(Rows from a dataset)
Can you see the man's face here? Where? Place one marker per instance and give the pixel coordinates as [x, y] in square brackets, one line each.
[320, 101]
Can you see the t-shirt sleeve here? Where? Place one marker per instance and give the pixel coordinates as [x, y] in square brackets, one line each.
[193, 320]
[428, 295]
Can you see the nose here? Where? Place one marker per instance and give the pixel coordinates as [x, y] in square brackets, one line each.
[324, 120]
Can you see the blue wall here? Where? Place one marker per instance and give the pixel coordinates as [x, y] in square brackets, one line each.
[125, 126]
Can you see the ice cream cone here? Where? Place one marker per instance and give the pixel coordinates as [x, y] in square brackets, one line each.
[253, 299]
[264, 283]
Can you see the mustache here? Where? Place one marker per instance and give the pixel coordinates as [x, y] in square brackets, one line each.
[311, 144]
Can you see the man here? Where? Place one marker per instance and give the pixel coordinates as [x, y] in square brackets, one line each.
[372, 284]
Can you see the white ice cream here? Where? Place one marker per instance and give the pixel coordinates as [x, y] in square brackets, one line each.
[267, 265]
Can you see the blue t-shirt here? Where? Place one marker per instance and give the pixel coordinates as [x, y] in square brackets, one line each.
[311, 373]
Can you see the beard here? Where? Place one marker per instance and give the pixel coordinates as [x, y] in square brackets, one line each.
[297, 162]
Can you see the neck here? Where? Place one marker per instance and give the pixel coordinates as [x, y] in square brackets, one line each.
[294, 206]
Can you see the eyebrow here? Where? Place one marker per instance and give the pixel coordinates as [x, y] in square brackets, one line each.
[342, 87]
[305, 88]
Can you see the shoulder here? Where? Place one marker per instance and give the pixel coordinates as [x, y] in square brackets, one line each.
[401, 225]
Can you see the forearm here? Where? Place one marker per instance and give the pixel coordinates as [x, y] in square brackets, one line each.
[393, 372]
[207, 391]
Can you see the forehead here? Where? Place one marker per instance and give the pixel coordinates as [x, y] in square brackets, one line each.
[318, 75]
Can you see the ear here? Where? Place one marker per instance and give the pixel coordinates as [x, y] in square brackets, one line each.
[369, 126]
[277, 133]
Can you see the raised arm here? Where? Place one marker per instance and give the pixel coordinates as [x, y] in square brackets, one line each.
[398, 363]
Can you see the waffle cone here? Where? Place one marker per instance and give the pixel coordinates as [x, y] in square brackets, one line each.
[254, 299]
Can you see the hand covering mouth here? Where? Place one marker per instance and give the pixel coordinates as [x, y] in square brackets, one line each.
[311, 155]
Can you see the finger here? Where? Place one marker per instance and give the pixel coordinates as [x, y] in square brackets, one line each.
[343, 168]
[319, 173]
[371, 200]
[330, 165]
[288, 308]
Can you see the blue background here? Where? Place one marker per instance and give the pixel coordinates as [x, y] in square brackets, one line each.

== Task statement ==
Rewrite all of the material above, changing every "marker" to "point" and leaving everything else as it is.

== Finished answer ==
Can you see the man's face here? Where? Place one point per instance and give the pixel coordinates as [x, y] in square brackets, one line each.
[320, 101]
Can you see the t-shirt sleeve here? Where? Place one point per instance and give the pixel coordinates as [x, y] in square brackets, one line each.
[193, 320]
[428, 295]
Can you see the nose here? Where? Place one point per instance and give the pixel coordinates as [x, y] in square brackets, one line each.
[324, 120]
Can you see the blue wall here? Where? Place one point per instance and give the pixel coordinates as [x, y] in square brackets, one line each.
[125, 126]
Can you see the ice cream cone here? Where? Place one point per instance and give the pixel coordinates as [x, y] in square brackets, one line each.
[253, 299]
[264, 283]
Can you see the mustache here? Where? Place one point per instance and give the pixel coordinates as [x, y] in square brackets, one line each.
[311, 144]
Can you see the man here? Where? Place one point per instance and give the pixel coordinates as [x, y] in square brackets, one line each.
[372, 284]
Can you see the white ice cream here? Where? Place one point per instance and give the pixel coordinates as [x, y] in square brackets, one line each.
[267, 265]
Can you see the blue t-shirt here? Where? Place one point per instance and give the pixel coordinates as [x, y] in square brackets, one line each.
[311, 373]
Can you see the beard here? Where? Place one point per instance and give the pixel coordinates as [x, y] in square brackets, one line each.
[297, 162]
Can you see the neck here? Where? Place one point per instance and give the pixel coordinates as [x, y] in square brackets, one line each.
[294, 206]
Can you see the eyebrow here? Where? Place one point per instance and give the pixel coordinates as [x, y] in square brackets, one line each.
[342, 87]
[305, 88]
Can you see the shoulder here? Where? Place one point per instance and give the pixel coordinates as [x, y] in square brackets, one line each.
[401, 225]
Can you see the forearm here? Where? Place one point per instance and give the pixel coordinates as [x, y] in square brackets, one line each.
[393, 372]
[207, 391]
Can you see the forehead here? Where? Place one point per instance and give the pixel coordinates as [x, y] in square brackets, one line each.
[318, 75]
Can you see the ear here? Where? Place one point per instance and give the pixel coordinates as [x, y] in square brackets, one line each.
[369, 126]
[277, 133]
Can you see the raised arm here? Where? Place one point per instance and give the pixel coordinates as [x, y] in square brackets, one line each.
[398, 363]
Can you see the waffle cone here? Where? Place one point per instance and give the pixel coordinates as [x, y] in square brackets, one line each.
[254, 299]
Can you see the hand covering mouth here? Where? Place one point per instance and give the pixel coordinates as [x, y] in square brackets, one line each.
[311, 155]
Can you see the finger here? Where? Place one point per instance and give the pixel coordinates as [x, y] in square brackets, one line each.
[343, 168]
[319, 173]
[371, 200]
[330, 165]
[288, 308]
Can you see the blue background here? Where? Place one point per instance and give the pixel coordinates as [x, y] in square brackets, one line each.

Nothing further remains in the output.